*What to produce:* Please format each of the items below as a JSON list of strings, with one string for every line and blank lines left out.

==== Available data ====

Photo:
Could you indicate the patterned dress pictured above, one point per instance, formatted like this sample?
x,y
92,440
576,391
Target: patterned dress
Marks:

====

*Solved exercise:*
[
  "Photo:",
  "Could you indicate the patterned dress pictured above, one point per instance, formatted like this sample?",
  "x,y",
  "92,440",
  "576,391",
  "Target: patterned dress",
  "Marks:"
]